- Extrait source:
________

Qu'est Yeshayahou Leibowitz ? Un visionnaire ? Un prophète au petit pied ? Un grand savant ? Un traître ? L'un et/ou l'autre ? A chacun de forger sa propre idée sur l'enfant terrible d'Israël, documents à l'appui. Eyal Sivan vient justement de lui consacrer Itgaber, un film d'entretiens. La première partie, De la science et des valeurs, constitue un éloge de la volonté. "L'homme ne sera un être libre,martèle le professeur Leibowitz, qu'à condition de s'être vaincu et de toujours se dépasser."La deuxième partie, De l'État et de la loi, illustre pleinement le paradoxe Leibowicien. Voici un homme sous kippa, qui d'un côté prône l'obligation de se soumettre au joug de la Torah et, de l'autre, maître à penser du mouvement qui s'oppose au service militaire dans les territoires occupés, tire à boulets rouges sur la loi et l'autorité de l'État d'Israël : il appelle à la révolte collective, dût-elle générer la guerre civile.

________

- Tâches requises:
a – Indiquez seulement combien de lignes, parmi celles figurant ci-dessous, contiennent la chaîne « railroad ».
b – Reprenez l'extrait sur Yeshayahou Leibowitz, présenté plus haut, à la suite de sa dernière phrase.

Entrées d'annotation de coordonnées:

________

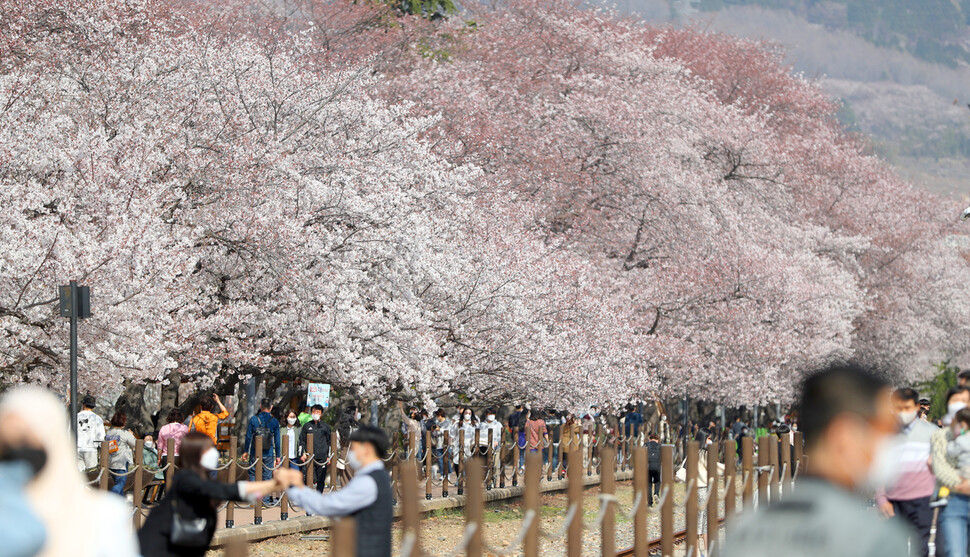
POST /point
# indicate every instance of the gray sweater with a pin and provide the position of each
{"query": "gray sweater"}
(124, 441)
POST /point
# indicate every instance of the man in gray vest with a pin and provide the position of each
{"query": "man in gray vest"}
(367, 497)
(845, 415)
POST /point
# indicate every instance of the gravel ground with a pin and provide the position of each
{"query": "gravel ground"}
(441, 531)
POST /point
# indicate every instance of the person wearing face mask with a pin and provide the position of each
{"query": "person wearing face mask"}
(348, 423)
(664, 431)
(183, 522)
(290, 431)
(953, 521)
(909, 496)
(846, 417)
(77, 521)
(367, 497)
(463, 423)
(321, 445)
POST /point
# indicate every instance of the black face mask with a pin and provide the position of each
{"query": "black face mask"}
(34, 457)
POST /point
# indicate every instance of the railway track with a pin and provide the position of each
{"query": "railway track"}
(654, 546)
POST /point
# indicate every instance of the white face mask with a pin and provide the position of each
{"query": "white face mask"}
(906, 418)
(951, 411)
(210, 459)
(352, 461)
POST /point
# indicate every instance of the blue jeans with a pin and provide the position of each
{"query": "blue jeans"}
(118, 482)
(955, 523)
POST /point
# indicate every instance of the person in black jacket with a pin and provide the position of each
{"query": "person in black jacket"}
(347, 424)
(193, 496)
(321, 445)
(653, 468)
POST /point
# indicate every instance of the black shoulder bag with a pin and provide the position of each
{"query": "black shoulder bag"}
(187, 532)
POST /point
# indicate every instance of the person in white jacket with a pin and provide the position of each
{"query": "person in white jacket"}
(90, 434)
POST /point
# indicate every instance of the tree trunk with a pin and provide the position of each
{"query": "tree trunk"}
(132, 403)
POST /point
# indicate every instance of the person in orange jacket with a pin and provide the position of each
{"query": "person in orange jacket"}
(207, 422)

________

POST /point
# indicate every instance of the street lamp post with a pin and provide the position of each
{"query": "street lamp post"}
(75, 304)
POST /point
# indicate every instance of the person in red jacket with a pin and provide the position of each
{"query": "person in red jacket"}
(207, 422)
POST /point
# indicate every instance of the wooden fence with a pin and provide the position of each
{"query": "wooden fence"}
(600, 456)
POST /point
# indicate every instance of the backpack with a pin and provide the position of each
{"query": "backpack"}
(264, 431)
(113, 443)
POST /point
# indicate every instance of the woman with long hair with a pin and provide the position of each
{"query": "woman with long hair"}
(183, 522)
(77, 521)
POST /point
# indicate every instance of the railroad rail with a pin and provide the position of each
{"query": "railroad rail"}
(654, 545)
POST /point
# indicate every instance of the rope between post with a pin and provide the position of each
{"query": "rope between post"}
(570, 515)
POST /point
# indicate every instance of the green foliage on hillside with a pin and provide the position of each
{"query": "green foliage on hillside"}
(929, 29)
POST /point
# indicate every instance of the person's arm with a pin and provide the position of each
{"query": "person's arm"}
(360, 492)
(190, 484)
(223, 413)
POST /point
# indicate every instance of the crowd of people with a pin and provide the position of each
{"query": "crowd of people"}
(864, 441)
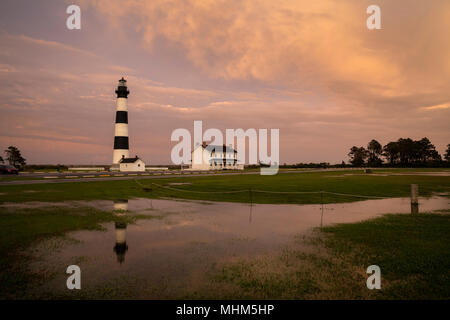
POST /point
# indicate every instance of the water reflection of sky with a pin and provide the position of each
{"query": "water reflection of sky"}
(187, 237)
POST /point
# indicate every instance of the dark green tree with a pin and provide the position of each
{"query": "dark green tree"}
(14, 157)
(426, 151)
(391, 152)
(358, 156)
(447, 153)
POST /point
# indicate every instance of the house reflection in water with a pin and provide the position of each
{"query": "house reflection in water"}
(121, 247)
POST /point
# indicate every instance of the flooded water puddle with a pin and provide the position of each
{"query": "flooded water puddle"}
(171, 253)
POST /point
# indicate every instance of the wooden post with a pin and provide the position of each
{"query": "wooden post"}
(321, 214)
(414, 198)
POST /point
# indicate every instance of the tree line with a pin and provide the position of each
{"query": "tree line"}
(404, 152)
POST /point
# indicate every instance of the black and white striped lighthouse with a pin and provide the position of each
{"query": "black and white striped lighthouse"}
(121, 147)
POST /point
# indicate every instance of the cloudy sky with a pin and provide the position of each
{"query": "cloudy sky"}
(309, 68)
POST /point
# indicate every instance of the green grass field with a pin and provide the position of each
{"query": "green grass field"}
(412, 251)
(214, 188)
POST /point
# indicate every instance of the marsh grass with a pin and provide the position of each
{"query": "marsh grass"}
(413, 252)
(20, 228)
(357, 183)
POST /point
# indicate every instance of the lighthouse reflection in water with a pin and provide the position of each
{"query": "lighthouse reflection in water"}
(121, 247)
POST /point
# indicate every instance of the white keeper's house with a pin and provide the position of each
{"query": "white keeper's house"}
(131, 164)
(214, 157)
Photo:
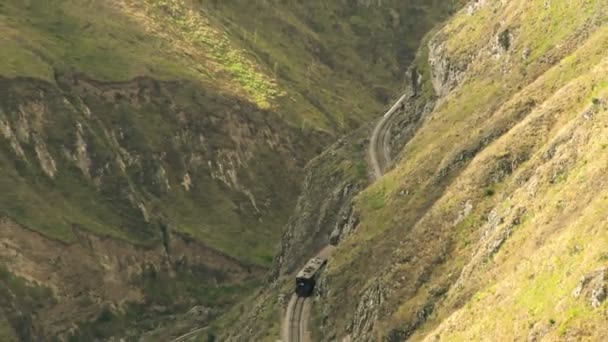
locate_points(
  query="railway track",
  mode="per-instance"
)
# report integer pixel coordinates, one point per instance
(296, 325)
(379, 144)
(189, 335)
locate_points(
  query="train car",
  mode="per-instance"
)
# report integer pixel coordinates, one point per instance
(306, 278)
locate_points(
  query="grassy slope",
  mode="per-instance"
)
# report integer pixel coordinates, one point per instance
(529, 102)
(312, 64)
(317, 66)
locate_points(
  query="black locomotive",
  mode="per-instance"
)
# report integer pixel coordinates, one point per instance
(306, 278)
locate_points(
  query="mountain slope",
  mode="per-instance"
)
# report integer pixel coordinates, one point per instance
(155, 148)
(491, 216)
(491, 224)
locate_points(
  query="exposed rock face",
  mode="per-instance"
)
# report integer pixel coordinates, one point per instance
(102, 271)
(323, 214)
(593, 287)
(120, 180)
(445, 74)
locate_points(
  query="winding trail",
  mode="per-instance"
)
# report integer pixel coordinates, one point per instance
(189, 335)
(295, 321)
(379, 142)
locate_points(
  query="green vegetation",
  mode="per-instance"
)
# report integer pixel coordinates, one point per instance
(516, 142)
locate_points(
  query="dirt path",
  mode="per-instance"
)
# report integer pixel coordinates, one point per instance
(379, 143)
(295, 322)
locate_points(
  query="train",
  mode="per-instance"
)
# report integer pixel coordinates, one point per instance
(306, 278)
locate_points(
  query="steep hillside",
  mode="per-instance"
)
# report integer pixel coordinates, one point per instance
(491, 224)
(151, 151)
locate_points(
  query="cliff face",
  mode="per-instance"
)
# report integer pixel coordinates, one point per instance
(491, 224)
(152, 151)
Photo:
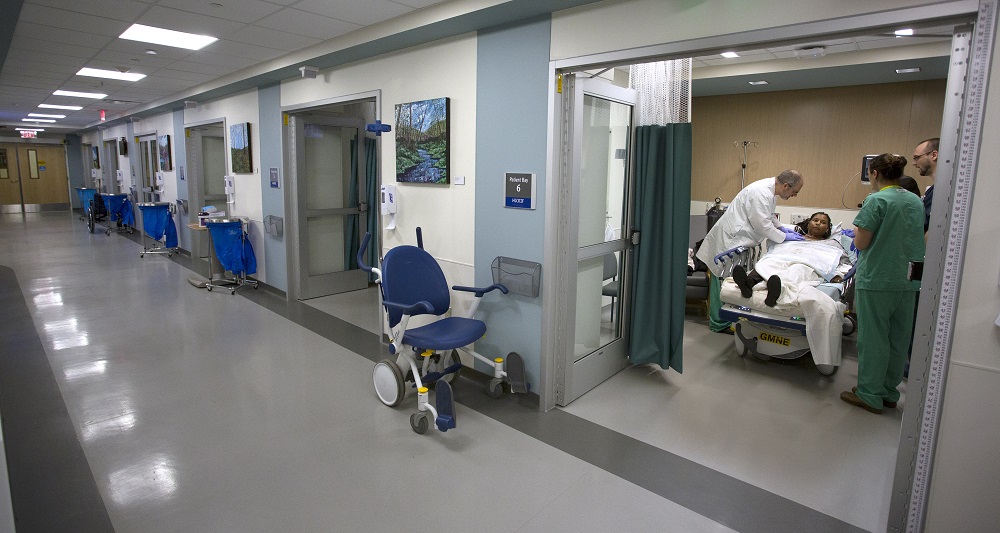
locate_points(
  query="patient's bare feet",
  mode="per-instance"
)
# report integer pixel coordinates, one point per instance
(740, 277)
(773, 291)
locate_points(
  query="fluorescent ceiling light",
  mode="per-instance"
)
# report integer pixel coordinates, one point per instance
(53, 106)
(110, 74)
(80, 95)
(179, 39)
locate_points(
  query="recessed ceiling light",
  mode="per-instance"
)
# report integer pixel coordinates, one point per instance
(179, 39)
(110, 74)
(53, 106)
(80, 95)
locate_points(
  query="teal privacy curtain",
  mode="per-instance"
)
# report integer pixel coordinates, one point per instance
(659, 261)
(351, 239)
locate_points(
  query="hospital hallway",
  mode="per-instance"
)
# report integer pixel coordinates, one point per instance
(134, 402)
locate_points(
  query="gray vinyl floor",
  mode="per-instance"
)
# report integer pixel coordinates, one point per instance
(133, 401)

________

- Résultats attendus:
a – 2

b –
Au départ, le cinéaste souhaitait amener le philosophe à débattre avec d'autres intellectuels sur la notion de désobéissance à la loi. C'était compter sans le totalitarisme du maître. Il n'écoute personne, ne laisse parler personne, estime que dialoguer c'est perdre son temps. Sivan alors a eu l'idée de montrer Leibowitz à lui-même, en lui passant un montage d'interviews sur sa propre télévision. Nous voyons donc Leibowitz se regardant, s'écoutant, analysant l'écho de sa parole, et tout cela sans s'intéresser le moins du monde au film qui se fait, sauf pour douter de son intérêt. Cependant, peu de spectacles sont aussi vivifiants que celui de cet homme de quatre-vingt-dix ans qui rue dans les brancards, attaque, tonitrue, vilipende. Il faut voir sa silhouette noire, obstinée, dégingandée, défier la bise qui s'engouffre dans les rues de Jérusalem. Il faut le voir, l'œil bouillant de colère, malmener son fauteuil, maltraiter son front qu'il pince et triture comme pour en extraire la pensée. Et il faut écouter ses silences bruissants de questions.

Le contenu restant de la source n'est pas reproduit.